WHAT THE EXERCISE ASKS: Extract every one of the lines below and reproduce each verbatim, keeping their original order.

RECORDS FOR THIS TASK:
----------
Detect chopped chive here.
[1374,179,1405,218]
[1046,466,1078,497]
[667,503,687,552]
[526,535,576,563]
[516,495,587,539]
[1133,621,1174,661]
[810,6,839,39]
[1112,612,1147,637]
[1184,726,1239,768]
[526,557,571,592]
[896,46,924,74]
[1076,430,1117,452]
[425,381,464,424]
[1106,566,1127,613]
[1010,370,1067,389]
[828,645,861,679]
----------
WRITTEN ANSWER:
Detect chopped chive here.
[1374,179,1405,218]
[1046,466,1078,497]
[667,503,687,552]
[526,535,576,563]
[516,495,587,539]
[1133,621,1174,661]
[810,6,839,39]
[1112,612,1147,637]
[1184,726,1239,768]
[526,557,571,592]
[896,46,924,74]
[1076,430,1117,452]
[425,381,464,424]
[1106,566,1127,613]
[1010,370,1067,389]
[828,645,861,679]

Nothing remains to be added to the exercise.